• EXERCISE TASKS
a) In the article below on agricultural careers and FFA, what share of job openings will be in education, communication and government?
b) List every soft skill that the article below on agricultural careers and FFA says FFA teaches.

Students with an ag background have more than 59,000 job opportunities every year.

During an interview with a large electrical company in St. Louis, Jacob Abel asked the head of engineering why he was chosen.

“He said he instructed his HR managers to pull any resume with an ag education experience and a FFA background,” said Abel, who graduated from the University of Missouri with a mechanical engineering degree. “He said those students in those organizations with that background have the work ethic and skills to come into his company and be an asset on day one.”

Students who take agriculture education and participate in FFA have an advantage in the job marketplace. Don’t believe me?

According to Parag Chitnis, acting director of USDA’s National Institute of Food and Agriculture, a recent report shows that students across America who are studying food, agriculture and related sciences made a “sound career choice and will graduate into a strong and growing job market in the years ahead.”

The USDA National Institute of Food and Agriculture and Purdue University report shows that over the next five years, U.S. college graduates can expect about 59,400 job opportunities annually in food, agriculture, renewable natural resources and the environment. Employer demand will actually exceed the supply of available graduates with a bachelor’s degree or higher in agriculture-related fields.

Ag demand areas

Most employment opportunities will be in business and management, think technical field specialists, financial managers and data scientists. The second-highest area is science and engineering. This career path includes plant breeding and genetics, food scientists, engineering and precision agriculture.

Openings in education, communication and government will make up 14% of jobs, and 13% will be in food and biomaterials production. But here’s the kicker: Nearly 92% of those jobs will go to food and agriculture science majors.

Overall, the report showed strong employment opportunities for specialists in marketing, e-commerce, food technology, and environmental and rural policy.

Soft skills

While our high school agricultural education programs offer the base knowledge to help students get a strong start on a college degree and ultimately a career path, FFA programs offer soft skills that often do not carry strong data. But they are what employers, like that St. Louis electric company, want.

For instance, FFA helps students understand collaboration in the workplace. FFA members learn to work as a group on a contest team. They understand how to listen to others, share their opinions and even take criticism. They have one goal — to win. To do that, they must work together in a respectful manner.

FFA teaches adaptability. Ask any student with a supervised agricultural experience how to make it successful, and they will likely tell you, “Be able to change.”

Courtesy NIFAgraphic for new college graduates entering workforce

From students who raise crops and deal with weather and market fluctuations to those who raise livestock and deal with open cows or dead lambs, adapting is part of farming. FFA shows them not only how to adjust, but also how to do it with grace.

Perhaps the most important soft skill is passion. No matter what the job, FFA students tackle it with excitement. They are the ones who will go to work believing in what they do because they actually love their careers. FFA taught them that service to others, whether producing food or fixing equipment, is the hallmark of a good member of the community.

Why FFA?

Over my years, I’ve been asked, “Why are your kids in FFA?” My first response is “family tradition.” My husband and I were in FFA. However, that alone does not seem to spur others to join.

We need to share the data that shows FFA and agricultural education sets students up for career opportunities and success. We need to highlight those soft skills that FFA promotes. Ultimately, we need to be like Jacob and share our own job experiences — not only to non-farm students in our high schools, but also their parents as well. Perhaps we need to pass along this information to our public schools and its counselors.

If those raising the next generation can see the potential in the fields of food, agriculture and science and hear from former FFA members who can attest to employers searching for ag students, then perhaps the question will quickly change to “Why not FFA?”

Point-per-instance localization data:

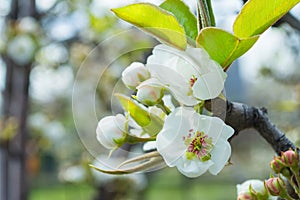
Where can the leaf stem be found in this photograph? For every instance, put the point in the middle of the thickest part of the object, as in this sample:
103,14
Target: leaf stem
205,14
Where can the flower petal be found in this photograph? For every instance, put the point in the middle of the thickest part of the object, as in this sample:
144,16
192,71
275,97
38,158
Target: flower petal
174,82
192,168
214,127
169,141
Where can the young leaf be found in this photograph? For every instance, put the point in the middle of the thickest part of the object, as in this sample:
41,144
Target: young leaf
184,16
138,113
222,46
150,123
257,15
156,21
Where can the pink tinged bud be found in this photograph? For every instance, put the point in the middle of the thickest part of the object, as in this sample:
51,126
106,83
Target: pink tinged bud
149,95
290,158
275,186
245,196
135,74
277,165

• TASK RESPONSES
a) 14%

b) Collaboration, adaptability, passion